◆ **TAREFA PROPOSTA 1**
Responda com base na notícia sobre o recurso julgado pelo TJAM:
(a) Qual é o valor da indenização por danos materiais que a concessionária foi condenada a pagar ao restaurante?
(b) Em que ano ocorreu o fato alegado pelo restaurante na ação?
(c) Segundo a decisão monocrática, a que se limitou o recurso da empresa?
◆ **TAREFA PROPOSTA 2**
Prossiga a notícia sobre o recurso julgado pelo TJAM a partir da última frase apresentada.

◆ **TRECHO DO DOCUMENTO**
#####

Recurso sem fundamentos claros não justifica reforma de sentença pelo Tribunal

Recurso sem fundamentos claros não justifica reforma de sentença pelo Tribunal

No âmbito do sistema judiciário brasileiro, o princípio da dialeticidade desempenha papel fundamental para assegurar a legitimidade e a efetividade do duplo grau de jurisdição. Esse princípio exige que os recursos interpostos pelas partes não apenas manifestem o desejo de reforma ou invalidação de uma decisão judicial, mas também contenham argumentação clara, coerente e específica acerca dos pontos em que o magistrado tenha eventualmente cometido equívocos. 

Com essa razão de decidir, a Desembargadora Onilza Abreu Gerth, do TJAM, rejeitou um agravo interno da Amazonas Energia contra decisão monocrática que, em juízo de admissibilidade de recurso, não conheceu de um apelo da concessionária contra sentença que a condenou a indenizar um restaurante em R$ 260 mil por danos materiais decorrentes da inatividade do comércio na razão de paralisação dos serviços face a obras da concessionária. 

Na ação, o Piaf Restaurante e Café, alegou que a requerida instalou indevidamente um poste de energia em frente ao seu estabelecimento comercial, causando prejuízos financeiros em razão dos dias em que o acesso ao estabelecimento foi impedido pelas máquinas da empresa, fato ocorrido em 2022. Acrescentou, também, que a concessionária não observou as normas legais para a instalação da rede elétrica na área.  

Condenada, a empresa apelou. Decisão monocrática não conheceu do apelo sob o fundamento de que o recurso se limitou a repetir os termos da contestação, reiterando a inaplicabilidade e inexistência de nexo causal e ausência de provas nos autos. Para a Relatora,  no recurso não é suficiente que o recorrente faça mera menção ou reprodução de qualquer peça anterior à sentença quando se pretende a reforma do ato decisório. Embora essa prática seja usual, a conduta processual não é aceitável pelo ordenamento jurídico, dispôs.

#####

◆ **MATERIAL FORNECIDO**
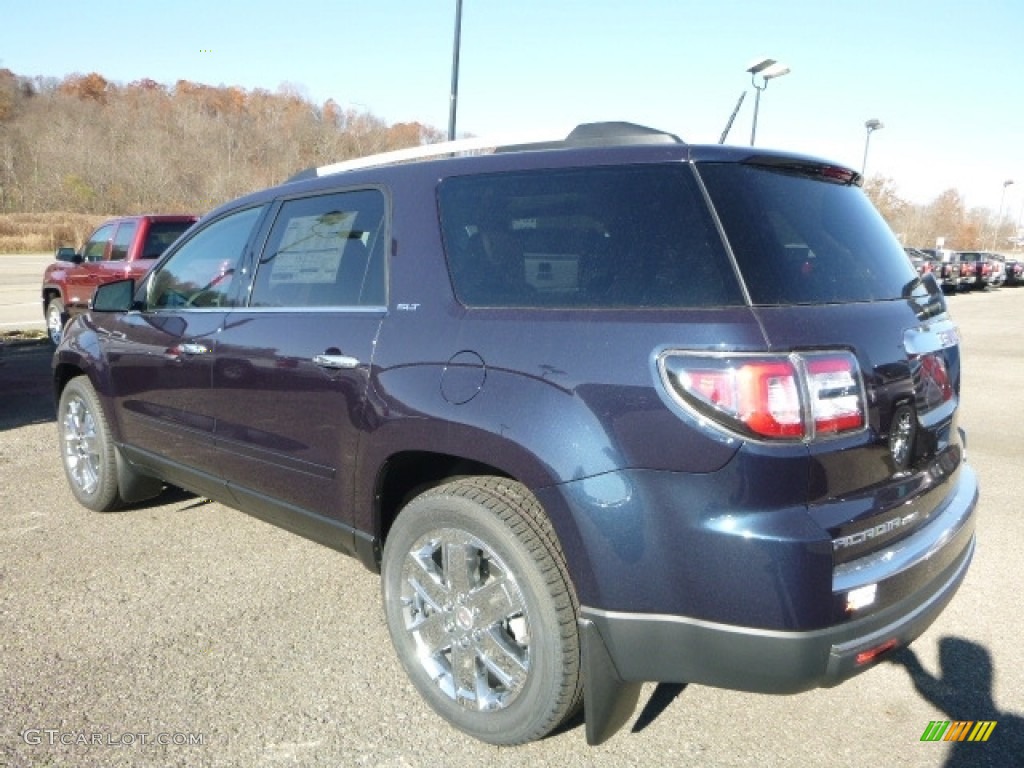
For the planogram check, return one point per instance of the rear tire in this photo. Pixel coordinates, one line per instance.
(481, 611)
(86, 446)
(56, 318)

#####

◆ **RESPOSTA 1**
(a) A concessionária foi condenada a pagar R$ 260 mil por danos materiais.
(b) O fato ocorreu em 2022.
(c) O recurso se limitou a repetir os termos da contestação.

◆ **RESPOSTA 2**
A empresa agravou. No julgamento do agravo a decisão monocrática foi mantida pela Segunda Câmara Cível. De acordo com os Desembargadores,  quando o recurso se limita a repetir os argumentos anteriormente expendidos, sem contextualizá-los às razões da sentença ou apontar os pretensos erros nela contidos, acaba por esvaziar o objetivo dialético do ato recursal.

Nesse cenário, torna-se inviável para o Tribunal analisar os elementos capazes de invalidar ou reformar a decisão, pois a ausência de argumentação específica implica a inviabilidade do conhecimento do recurso.

Embora conhecido, o agravo foi considerado insubsistente para efeitos de reforma da sentença ou da decisão monocrática, uma vez que deixou de impugnar de maneira concreta e específica os fundamentos decisórios. Como destacou o julgado, “a existência de irregularidade formal que impede o conhecimento do recurso de apelação por ofensa ao princípio da dialeticidade deve ser mantida como motivo para indeferimento”.

A observância ao princípio da dialeticidade é condição imprescindível para que os recursos sejam eficazes instrumentos de revisão judicial. É dever das partes apresentar, de forma fundamentada, as suas insurgências, viabilizando que o tribunal compreenda os pontos controvertidos e avalie a necessidade de correção das eventuais falhas contidas na decisão original.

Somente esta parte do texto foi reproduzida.